_Document section:_
But technical monitoring and control aren’t enough, Gordon says. His team also relies on employee education and a simple user policy that clearly defines appropriate behavior and guidelines for device use.
“We approach BYOD as a partnership,” he says. “We recognize the benefits of allowing employees to use their own devices, but you have to balance that with corporate security.”
To stay ahead of the security curve, Needham’s IT team are Apple beta testers, which means they have the chance to assess new Apple operating systems before they are generally available—that’s how his team knew to block iCloud the day it was released.
“IT can’t have its head in the sand,” he says. “You have to watch the trends and do the risk assessments.”
Apple did not respond to requests for comment.
The IT team at Cisco Systems Inc., is equally concerned about information security when it comes to the company’s BYOD policy, though it takes a different approach to managing risks.
Cisco created a BYOD policy in 2009 to cut costs and improve productivity. Since then the company has registered nearly 60,000 employee-owned devices, says Brett Belding, senior manager of IT mobility solutions at Cisco in Atlanta.
The company has a basic set of rules for personal devices. It requires all users to have at least a four-digit PIN, and the device to have an auto-lock setting that triggers in 10 minutes or less. Cisco also reserves the right to wipe any device remotely if it’s lost or stolen.

_Set of tasks:_
(1) Answer these about the BYOD passage, one short answer per line:
(a) In what year did Cisco create its BYOD policy?
(b) What did Needham's IT team block on the day it was released?
(c) What is the shortest PIN Cisco allows on a personal device?
(2) From the BYOD passage, list every rule Cisco sets for employees' personal devices.
(3) Write the next part of the BYOD passage, starting after its last sentence.

_Source data:_
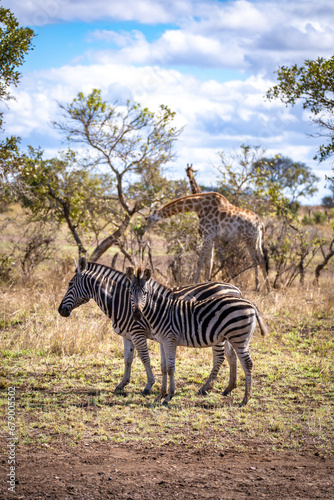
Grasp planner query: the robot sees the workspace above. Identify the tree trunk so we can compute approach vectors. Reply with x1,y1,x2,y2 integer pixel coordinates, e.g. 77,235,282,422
315,240,334,283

_Answers below:_
(1)
(a) 2009
(b) iCloud
(c) Four digits

(2)
- Every user must have a PIN of at least four digits.
- The device must have an auto-lock setting that triggers in 10 minutes or less.
- Cisco reserves the right to wipe the device remotely if it is lost or stolen.

(3)
The IT division also created a corporate app store with recommended apps, including instant messaging service Jabber and collaboration tool WebEx—both of which are Cisco products. But the company doesn’t ban employees from using apps from other vendors, including public cloud services. “We made a very conscious decision to allow iCloud for personal data,” Belding says.
Cisco made the choice because it wants employees to have the best possible user experience with their devices, and they don’t want to create barriers or hassles. “The challenge for us was how to protect corporate data in that environment,” he says.
Rather than blocking apps, the company controls corporate data on its network, using a combination of security access PINs, encryption tools and read-only features that prevent highly confidential data from being copied, downloaded or emailed.
It also use monitoring tools, including its own ScanSafe software, to scan all Web requests for malicious content, and they categorize search-engine results to prevent users from inadvertently accessing unwanted material. What’s more, if a device starts behaving strangely, the IT team can quarantine it or kick it off the network.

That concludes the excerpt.